Extracted text:
---
After a Friday back-and-forth that left the league office upset, to say the least, regarding the NFLPA’s position regarding the availability of information relating to the Saints’ bounty probe, the union has decided to accept the NFL’s offer to come to New York and obtain more information, according to Jim Trotter of SI.com.
Per the report, the NFLPA still may not recommend specific discipline, even if the union finds “concrete evidence” of player involvement.
That’s the right move, in our view. It’s not for the union to advise the league on discipline, given that the union will later be representing the players during their appeals. Indeed, merely making a recommendation could amount to a violation of the duty of fair representation that every union has to its members.
As to the appeal process, the question continues to be whether punishment will be meted out for on-field conduct or off-field behavior. The former would be subject to review by Art Shell or Ted Cottrell (who upheld the two-game suspension of Lions defensive tackle Ndamukong Suh and the one-game suspension of Steelers linebacker James Harrison in 2011), the latter would be handled by the league office (which overturned a $10,000 fine imposed on Steelers safety Troy Polamalu for calling his wife from the sidelines during a game).
---
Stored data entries

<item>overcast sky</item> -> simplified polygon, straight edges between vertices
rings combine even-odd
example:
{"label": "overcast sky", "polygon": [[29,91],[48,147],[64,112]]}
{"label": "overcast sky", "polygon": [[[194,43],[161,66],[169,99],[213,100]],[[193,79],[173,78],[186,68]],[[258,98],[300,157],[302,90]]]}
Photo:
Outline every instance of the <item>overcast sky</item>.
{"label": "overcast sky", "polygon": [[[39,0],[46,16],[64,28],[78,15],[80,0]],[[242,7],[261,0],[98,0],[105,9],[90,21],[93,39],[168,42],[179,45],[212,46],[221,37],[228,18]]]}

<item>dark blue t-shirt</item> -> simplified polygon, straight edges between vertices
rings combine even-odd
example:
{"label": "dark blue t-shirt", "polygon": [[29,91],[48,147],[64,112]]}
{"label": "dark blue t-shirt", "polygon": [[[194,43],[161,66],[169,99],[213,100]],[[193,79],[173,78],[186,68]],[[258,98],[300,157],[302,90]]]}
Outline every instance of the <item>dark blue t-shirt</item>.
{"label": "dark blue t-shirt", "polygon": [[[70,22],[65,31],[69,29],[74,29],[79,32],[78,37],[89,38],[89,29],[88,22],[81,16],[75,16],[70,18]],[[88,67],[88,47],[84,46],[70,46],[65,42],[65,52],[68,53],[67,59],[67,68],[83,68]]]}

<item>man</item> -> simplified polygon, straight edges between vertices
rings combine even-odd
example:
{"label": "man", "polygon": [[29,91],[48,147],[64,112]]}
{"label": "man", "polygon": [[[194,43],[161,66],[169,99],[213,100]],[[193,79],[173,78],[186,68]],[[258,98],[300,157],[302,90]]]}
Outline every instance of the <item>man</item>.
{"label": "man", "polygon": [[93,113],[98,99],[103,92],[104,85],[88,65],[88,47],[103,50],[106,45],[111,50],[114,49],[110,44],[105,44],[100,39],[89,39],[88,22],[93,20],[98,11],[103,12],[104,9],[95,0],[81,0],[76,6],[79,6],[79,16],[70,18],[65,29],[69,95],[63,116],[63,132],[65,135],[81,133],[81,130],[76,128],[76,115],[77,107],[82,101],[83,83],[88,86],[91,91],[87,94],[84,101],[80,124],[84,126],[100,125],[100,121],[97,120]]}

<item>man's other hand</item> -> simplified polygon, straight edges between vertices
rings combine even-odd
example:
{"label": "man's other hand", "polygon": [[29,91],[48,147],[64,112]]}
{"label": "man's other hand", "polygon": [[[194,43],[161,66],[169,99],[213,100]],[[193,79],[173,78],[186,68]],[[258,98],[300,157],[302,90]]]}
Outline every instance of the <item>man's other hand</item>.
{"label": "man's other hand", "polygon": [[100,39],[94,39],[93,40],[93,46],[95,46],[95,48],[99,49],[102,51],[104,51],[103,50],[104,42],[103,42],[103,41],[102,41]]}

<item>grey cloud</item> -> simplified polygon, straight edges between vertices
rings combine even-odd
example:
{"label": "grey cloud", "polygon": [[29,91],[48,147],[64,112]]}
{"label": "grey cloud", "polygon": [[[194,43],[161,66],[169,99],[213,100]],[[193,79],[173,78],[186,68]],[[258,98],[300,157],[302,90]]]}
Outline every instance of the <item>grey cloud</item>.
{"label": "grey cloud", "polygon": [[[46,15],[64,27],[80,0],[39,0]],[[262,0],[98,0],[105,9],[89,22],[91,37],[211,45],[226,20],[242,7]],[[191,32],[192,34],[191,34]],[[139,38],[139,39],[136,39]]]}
---
What to do:
[1] In the article on the Saints bounty probe, who would review appeals of punishment for on-field conduct?
[2] Continue the article on the Saints bounty probe from where it stops.

Responses:
[1] Art Shell or Ted Cottrell.

[2]
And while Trotter explains that “[t]he union has great concerns about the disciplinary powers of the commissioner’s office over issues such as the bounty scandal” and that “it has never made sense for cases to be appealed to the same person who handed out the initial punishment,” it’s critical to remember that the NFLPA reaffirmed these procedures when agreeing to the new, 10-year CBA in August 2011.
The current challenge for the NFLPA continues to be walking the tightrope between protecting the players who funded or received payments from the bounty fund and protecting those who were targeted by the bounty system. For now, the prudent move will be to explore whether there’s a way to pin the full blame on the coaches, but only if the evidence supports the argument that the players who participated were coerced into doing so by their coaches — and if the players will be able to testify truthfully and persuasively that the locker-room personality cult overcame their free will.
If not, the players need to do the right thing (and, from a P.R. perspective, the smart thing) and take their medicine.